§ **WHAT NEEDS TO BE DONE**:
For this task, copy the data that follows exactly, keeping every character.

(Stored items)
☆ ☆ ☆

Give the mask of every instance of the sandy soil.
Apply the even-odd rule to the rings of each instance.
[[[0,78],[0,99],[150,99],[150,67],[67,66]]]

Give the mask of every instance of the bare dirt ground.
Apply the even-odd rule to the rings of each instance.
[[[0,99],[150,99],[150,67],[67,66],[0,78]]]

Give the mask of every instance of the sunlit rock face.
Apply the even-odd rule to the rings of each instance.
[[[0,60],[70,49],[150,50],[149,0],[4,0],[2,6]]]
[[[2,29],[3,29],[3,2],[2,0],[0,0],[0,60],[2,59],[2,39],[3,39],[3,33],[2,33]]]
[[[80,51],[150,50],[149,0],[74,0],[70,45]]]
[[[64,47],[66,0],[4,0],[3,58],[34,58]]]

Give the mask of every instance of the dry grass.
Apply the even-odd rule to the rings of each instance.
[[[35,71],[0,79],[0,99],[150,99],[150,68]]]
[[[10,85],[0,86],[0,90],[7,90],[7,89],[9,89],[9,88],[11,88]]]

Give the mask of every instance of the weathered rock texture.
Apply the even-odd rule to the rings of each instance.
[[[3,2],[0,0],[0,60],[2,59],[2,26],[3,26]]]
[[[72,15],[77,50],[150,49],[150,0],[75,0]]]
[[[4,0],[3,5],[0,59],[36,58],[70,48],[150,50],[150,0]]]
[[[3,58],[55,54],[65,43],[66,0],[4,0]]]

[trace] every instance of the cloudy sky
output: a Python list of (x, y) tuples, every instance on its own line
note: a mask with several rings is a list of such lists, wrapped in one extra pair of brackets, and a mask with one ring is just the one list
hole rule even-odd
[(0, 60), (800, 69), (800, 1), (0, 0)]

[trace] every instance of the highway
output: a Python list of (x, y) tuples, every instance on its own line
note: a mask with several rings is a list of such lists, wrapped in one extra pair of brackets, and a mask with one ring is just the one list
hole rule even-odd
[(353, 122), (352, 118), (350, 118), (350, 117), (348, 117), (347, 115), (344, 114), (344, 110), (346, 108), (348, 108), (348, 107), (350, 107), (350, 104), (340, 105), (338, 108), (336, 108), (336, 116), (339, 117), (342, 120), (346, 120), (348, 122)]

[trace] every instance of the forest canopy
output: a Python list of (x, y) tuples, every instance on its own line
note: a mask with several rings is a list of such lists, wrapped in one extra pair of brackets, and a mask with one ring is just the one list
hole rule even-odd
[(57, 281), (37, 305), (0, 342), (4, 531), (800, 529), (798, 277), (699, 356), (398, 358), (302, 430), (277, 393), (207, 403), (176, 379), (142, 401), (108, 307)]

☆ ☆ ☆

§ **RESPONSE AREA**:
Give the mask of every instance of the sandy soil.
Apply the even-odd rule to the rings of each instance.
[[[0,78],[0,99],[150,99],[150,67],[67,66]]]

Give the mask of every instance of the bare dirt ground.
Apply the even-odd rule to the rings of each instance.
[[[0,99],[150,99],[150,67],[67,66],[0,78]]]

Give the mask of every instance of the sunlit rock face.
Apply the even-odd rule to the rings of each instance.
[[[0,60],[70,49],[150,50],[149,0],[4,0],[2,6]]]
[[[2,29],[3,29],[3,2],[2,0],[0,0],[0,60],[2,59],[2,39],[3,39],[3,33],[2,33]]]
[[[80,51],[150,50],[149,0],[74,0],[70,45]]]
[[[64,47],[66,0],[4,0],[3,58],[34,58]]]

Give the mask of every instance of the dry grass.
Apply the even-odd rule to the rings of each instance.
[[[35,71],[0,79],[0,99],[150,99],[150,68]]]
[[[10,85],[0,86],[0,90],[7,90],[7,89],[9,89],[9,88],[11,88]]]

Give the mask of every instance of the weathered rock texture.
Apply the even-odd rule to the rings of each instance.
[[[3,2],[0,0],[0,60],[2,59],[2,26],[3,26]]]
[[[72,15],[77,50],[150,49],[150,0],[75,0]]]
[[[4,0],[3,5],[0,59],[36,58],[70,48],[150,50],[150,0]]]
[[[3,58],[55,54],[65,43],[66,0],[4,0]]]

[trace] every instance of the cloudy sky
output: a Python list of (x, y) tuples, every instance on its own line
note: a mask with several rings is a list of such lists, wrapped in one extra pair of brackets, and a mask with one ring is just the one list
hole rule even-odd
[(0, 60), (800, 69), (800, 1), (0, 0)]

[trace] every instance of the highway
output: a Python list of (x, y) tuples, every instance on its own line
note: a mask with several rings is a list of such lists, wrapped in one extra pair of brackets, and a mask with one ring is just the one list
hole rule even-odd
[(353, 122), (352, 118), (350, 118), (350, 117), (348, 117), (347, 115), (344, 114), (344, 110), (346, 108), (348, 108), (348, 107), (350, 107), (350, 104), (340, 105), (338, 108), (336, 108), (336, 116), (339, 117), (342, 120), (346, 120), (348, 122)]

[trace] every instance of the forest canopy
output: a Python list of (x, y) tuples, every instance on its own line
note: a mask with several rings is a list of such lists, wrapped in one extra pair of brackets, and a mask with one ring is just the one list
hole rule even-odd
[(57, 281), (37, 305), (0, 342), (4, 531), (800, 529), (798, 277), (699, 356), (398, 358), (302, 430), (277, 393), (207, 403), (176, 379), (142, 401), (108, 307)]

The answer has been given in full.